À compléter >>
#1 D'après l'extrait, combien d'hectares de zones humides une véritable compensation sans perte nette aurait-elle impliqué de restaurer à Notre Dame des Landes ?
#2 Traduisez en anglais la phrase suivante de l'extrait : « La destruction occasionne une perte de nature immédiate et certaine, tandis que la compensation ne se fait que de façon différée dans le temps et sans garantie véritable quant à sa pérennité. »
#3 Veuillez énumérer toutes les phases de la séquence ERC nommées dans l'extrait.

Extrait de page >>
┏━━

ERC = C, la formule magique des aménageurs

“Les efforts à fournir pour une compensation « équivalente », de façon générale, et, au vu des expériences passées, indiquent que l’obtention de compensations équivalentes est très longues à atteindre et peut se compter en centaines plutôt qu’en dizaines d’années” (Burgier 2008; Woodcock et al. 2011).

Le plus simple serait de reconnaitre clairement que la restauration d’un écosystème à l’identique relève du “mythe” et que cela implique de privilégier fortement les phases d’évitement et de réduction de la séquence ERC (éviter, réduire, compenser).

La destruction occasionne une perte de nature immédiate et certaine, tandis que la compensation ne se fait que de façon différée dans le temps et sans garantie véritable quant à sa pérennité.

Par exemple à Notre Dame des Landes, une véritable compensation sans perte nette aurait impliqué de restaurer 1600 hectares de zones humides d’un seul tenant dans une zone d’agriculture intensive se situant de la même façon à la jonction de deux bassins versants importants. Or, le projet proposé par le porteur s’apparente à un droit à détruire car il est composé par pièces détachées (dans des bassins versants qui ne sont pas connectés), par fragments de fonctions, par des “améliorations” de zones humides en aval du bassin versant, sachant que le rôle majeur (hydrologique, épurateur, biodiversité) est en amont, à la jonction de deux bassins.

Dans le numéro 307 du Courrier de la Nature, trois auteurs dénoncent en outre que la doctrine ERC s’affranchit des questions de fond comme le déplacement des espèces et, rarement évoqué, l’aspect ETHIQUE de la politique dite de compensation.

┗━━

Extraits de données >>
┏━━

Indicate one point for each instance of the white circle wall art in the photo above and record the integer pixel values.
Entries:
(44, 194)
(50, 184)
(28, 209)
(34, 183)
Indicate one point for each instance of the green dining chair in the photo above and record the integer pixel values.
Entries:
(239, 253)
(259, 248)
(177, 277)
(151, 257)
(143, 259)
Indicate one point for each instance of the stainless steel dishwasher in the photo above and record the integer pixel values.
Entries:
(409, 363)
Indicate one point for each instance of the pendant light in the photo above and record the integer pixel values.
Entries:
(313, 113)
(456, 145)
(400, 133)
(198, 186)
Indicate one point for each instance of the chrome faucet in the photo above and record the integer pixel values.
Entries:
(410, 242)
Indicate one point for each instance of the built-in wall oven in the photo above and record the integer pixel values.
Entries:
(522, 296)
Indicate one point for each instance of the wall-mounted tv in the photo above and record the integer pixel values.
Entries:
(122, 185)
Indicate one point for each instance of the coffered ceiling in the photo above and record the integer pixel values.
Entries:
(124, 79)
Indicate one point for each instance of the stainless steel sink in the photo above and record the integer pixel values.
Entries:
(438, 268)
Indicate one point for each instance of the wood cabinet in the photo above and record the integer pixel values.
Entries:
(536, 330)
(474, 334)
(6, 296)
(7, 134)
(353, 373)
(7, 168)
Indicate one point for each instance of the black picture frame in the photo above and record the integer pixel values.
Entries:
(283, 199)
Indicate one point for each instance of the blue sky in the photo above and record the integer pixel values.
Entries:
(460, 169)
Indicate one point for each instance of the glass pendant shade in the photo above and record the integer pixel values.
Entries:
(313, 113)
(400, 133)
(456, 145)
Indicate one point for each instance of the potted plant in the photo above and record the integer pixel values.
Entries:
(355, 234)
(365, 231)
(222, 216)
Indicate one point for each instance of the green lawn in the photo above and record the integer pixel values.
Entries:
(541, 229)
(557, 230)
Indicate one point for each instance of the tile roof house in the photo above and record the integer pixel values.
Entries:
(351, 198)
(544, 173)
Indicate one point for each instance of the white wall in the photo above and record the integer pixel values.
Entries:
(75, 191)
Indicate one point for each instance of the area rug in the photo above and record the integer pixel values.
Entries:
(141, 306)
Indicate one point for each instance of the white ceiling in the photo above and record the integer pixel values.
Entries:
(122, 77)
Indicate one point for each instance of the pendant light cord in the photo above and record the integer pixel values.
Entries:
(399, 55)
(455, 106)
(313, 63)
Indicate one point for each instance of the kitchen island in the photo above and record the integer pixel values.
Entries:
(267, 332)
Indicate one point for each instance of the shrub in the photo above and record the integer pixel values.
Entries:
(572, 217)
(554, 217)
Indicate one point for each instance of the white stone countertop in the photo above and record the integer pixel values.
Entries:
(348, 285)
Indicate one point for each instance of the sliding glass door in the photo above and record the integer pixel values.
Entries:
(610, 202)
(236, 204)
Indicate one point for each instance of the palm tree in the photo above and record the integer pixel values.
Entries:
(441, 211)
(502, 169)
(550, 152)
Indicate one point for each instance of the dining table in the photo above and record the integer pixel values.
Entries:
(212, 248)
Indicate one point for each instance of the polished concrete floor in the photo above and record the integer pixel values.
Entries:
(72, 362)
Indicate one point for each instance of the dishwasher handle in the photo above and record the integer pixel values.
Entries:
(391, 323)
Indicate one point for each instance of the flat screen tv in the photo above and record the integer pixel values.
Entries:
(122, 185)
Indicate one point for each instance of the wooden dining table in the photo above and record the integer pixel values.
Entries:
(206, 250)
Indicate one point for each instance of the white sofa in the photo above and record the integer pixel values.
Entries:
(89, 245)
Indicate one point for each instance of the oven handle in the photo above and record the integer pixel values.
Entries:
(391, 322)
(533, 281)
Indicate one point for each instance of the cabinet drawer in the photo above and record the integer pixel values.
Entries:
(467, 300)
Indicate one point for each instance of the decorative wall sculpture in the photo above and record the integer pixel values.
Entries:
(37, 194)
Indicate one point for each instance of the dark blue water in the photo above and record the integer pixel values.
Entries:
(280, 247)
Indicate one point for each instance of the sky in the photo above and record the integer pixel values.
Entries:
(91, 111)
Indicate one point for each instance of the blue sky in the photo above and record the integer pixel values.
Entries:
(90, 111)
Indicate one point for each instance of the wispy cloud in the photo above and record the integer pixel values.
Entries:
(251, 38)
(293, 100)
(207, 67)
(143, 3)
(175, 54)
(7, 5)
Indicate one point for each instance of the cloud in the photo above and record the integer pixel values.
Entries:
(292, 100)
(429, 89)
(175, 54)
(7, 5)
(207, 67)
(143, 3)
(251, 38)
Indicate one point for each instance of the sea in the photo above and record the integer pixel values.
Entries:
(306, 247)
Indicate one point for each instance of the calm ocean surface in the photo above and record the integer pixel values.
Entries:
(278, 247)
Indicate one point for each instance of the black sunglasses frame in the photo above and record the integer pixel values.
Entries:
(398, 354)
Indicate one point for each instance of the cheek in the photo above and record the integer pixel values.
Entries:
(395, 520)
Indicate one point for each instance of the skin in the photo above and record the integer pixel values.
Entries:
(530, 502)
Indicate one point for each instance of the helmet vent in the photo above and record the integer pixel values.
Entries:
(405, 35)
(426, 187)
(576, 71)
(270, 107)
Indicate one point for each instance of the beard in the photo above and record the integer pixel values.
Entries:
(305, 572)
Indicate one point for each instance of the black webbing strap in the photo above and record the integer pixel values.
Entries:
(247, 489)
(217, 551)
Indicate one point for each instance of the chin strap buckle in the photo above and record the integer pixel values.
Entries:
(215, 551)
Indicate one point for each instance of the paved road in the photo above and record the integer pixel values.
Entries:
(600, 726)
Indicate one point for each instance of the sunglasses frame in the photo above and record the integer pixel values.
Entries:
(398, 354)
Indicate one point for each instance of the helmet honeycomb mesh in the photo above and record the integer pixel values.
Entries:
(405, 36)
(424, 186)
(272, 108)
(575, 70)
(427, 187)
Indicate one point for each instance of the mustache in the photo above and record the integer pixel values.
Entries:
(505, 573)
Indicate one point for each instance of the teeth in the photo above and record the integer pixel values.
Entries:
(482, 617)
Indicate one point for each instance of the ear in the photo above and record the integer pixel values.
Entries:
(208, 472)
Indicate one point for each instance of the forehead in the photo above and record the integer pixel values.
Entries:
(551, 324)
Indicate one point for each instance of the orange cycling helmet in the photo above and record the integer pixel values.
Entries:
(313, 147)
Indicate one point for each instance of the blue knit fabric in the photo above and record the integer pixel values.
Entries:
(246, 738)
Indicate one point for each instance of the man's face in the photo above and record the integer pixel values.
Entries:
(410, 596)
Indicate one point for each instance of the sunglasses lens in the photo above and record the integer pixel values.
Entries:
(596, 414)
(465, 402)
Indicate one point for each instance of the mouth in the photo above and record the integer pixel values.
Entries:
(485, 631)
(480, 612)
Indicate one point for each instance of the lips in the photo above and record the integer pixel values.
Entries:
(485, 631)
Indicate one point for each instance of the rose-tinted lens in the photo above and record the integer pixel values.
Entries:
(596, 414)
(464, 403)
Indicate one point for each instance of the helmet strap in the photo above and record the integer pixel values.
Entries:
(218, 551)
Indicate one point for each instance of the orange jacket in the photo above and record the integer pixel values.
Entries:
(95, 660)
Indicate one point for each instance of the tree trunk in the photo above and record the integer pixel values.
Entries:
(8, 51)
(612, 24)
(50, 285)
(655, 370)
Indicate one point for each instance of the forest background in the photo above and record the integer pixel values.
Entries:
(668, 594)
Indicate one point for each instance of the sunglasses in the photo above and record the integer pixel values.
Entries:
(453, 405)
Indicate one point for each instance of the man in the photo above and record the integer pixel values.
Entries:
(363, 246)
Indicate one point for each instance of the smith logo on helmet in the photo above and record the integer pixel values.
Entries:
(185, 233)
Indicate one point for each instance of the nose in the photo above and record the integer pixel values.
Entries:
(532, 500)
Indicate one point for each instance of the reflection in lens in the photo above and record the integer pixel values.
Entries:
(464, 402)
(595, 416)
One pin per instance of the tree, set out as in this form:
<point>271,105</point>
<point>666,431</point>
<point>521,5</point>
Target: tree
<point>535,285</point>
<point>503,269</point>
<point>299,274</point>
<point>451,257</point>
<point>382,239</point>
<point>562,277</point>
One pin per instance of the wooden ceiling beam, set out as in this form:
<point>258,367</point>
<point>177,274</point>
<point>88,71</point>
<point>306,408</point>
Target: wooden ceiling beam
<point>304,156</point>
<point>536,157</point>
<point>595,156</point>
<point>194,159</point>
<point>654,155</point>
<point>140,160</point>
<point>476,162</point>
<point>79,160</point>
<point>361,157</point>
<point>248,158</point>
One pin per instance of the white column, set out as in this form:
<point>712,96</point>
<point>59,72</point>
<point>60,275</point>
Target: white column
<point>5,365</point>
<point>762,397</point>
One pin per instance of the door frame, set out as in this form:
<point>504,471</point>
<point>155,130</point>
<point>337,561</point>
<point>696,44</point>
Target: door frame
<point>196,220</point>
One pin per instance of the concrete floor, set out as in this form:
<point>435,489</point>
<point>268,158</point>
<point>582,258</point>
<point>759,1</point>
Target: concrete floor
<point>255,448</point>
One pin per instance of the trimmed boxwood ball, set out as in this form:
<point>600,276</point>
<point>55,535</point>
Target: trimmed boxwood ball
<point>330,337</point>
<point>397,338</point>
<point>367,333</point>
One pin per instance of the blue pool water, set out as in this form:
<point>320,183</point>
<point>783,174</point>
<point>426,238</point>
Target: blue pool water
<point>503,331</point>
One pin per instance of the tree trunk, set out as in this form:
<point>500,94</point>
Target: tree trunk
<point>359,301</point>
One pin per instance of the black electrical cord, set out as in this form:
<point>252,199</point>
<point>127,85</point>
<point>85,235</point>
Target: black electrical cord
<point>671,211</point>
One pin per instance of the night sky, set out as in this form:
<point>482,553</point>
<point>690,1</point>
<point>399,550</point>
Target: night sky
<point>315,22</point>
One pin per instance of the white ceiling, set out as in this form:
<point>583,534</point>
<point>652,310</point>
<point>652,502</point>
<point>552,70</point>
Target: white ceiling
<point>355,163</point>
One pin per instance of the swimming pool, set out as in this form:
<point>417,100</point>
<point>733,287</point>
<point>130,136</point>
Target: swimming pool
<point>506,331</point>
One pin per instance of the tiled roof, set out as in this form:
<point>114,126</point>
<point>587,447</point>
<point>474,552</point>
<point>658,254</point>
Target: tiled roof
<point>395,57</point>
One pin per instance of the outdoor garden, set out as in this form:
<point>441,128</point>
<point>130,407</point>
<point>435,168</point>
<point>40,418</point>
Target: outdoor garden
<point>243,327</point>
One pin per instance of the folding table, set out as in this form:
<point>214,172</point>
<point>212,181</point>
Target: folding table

┗━━

Résultats >>
#1 1600 hectares, d'un seul tenant.

#2 Destruction causes an immediate and certain loss of nature, whereas compensation only happens later in time and with no real guarantee of its permanence.

#3 Éviter, réduire, compenser.